## Supplied passage:
>>>>
Temple of the Dog, Kid Rock's rudimentary basement studio in Detroit, featured two ADATs, a 16-channel Mackie mixing board, cheesy guitar stompboxes, a couple of turntables, and a massive collection of vinyl records. That basic gear spawned a cheap cassette demo, which led to another recording contract and the release of Devil Without a Cause, which has since sold more than 9 million copies.

Andy Karp, Atlantic/Lava Records' A&R director, has seen a lot of fledgling groups in his ten years with the company. He calls Kid Rock's budding empire "a pretty impressive operation for a local musician." Kid Rock's tape and promotional efforts intrigued Karp so much that in December 1996 he flew to a Kid Rock show in Cleveland, where the performer crawled out of a coffin to perform for only 50 people. They inked a deal in October 1997, and Karp's nervous answering-machine message about the deal was later immortalized by Kid Rock on the track "Where You at Rock."

One of the mysteries of the music industry is how some bands get signed while others languish in obscurity. Most musicians know that they have to be talented and ambitious to make it big, but what exactly is it that grabs the attention of that crucial audience - the A&R executive? What do they want to hear when they pop a demo into their stereo system and press Play? As Kid Rock's road to success demonstrates, a combination of factors makes A&R execs sit up and take notice, but the crucial element in getting signed is a good demo.

WHAT THEY LISTEN FORSince the dawn of the record industry, the rule has been the same: a demo must first work on the most primitive level. It must grab the listener like a caveman and sock him or her over the head with a club of song, singer, and personality.

"Here is the secret rule: a melody, a lyric, and a performance, all with a rhythm track that makes you want to dance or have sex," says Dave Novik, RCA Records' senior vice president of international A&R. An A&R veteran with 26 years in the field, Novik has been with RCA for the past eight years. He is surrounded in his office by memorabilia of the artists he brought to the label, including gold and platinum discs of 'N Sync, Natalie Imbruglia, and Republica.
<<<<
## Recorded information:
>>>>
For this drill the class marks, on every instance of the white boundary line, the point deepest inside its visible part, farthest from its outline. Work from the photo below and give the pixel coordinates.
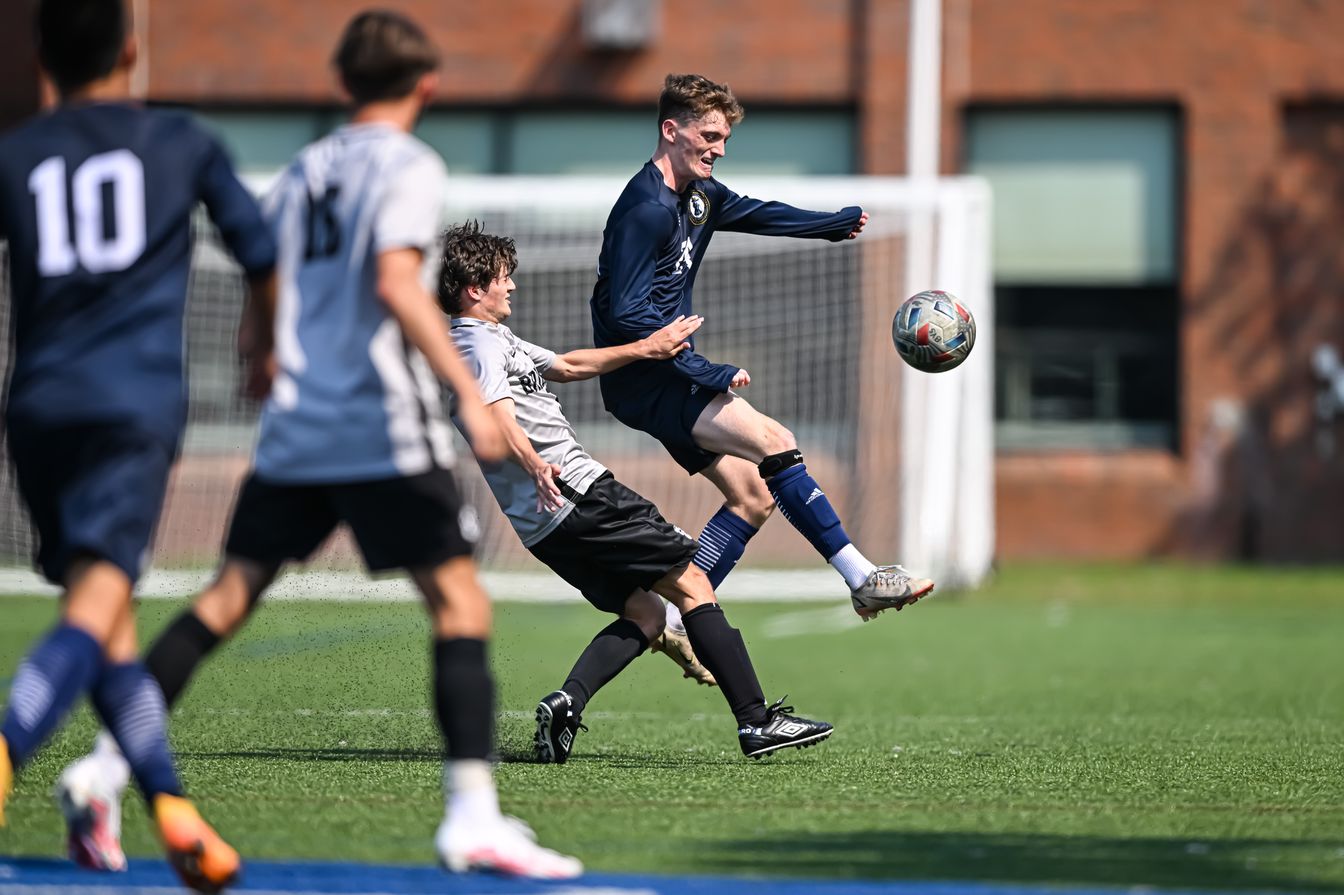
<<<<
In the passage about Kid Rock and record demos, what name did Kid Rock's basement studio in Detroit carry? The material was taken from a different source than the passage.

## Exercise solution:
Temple of the Dog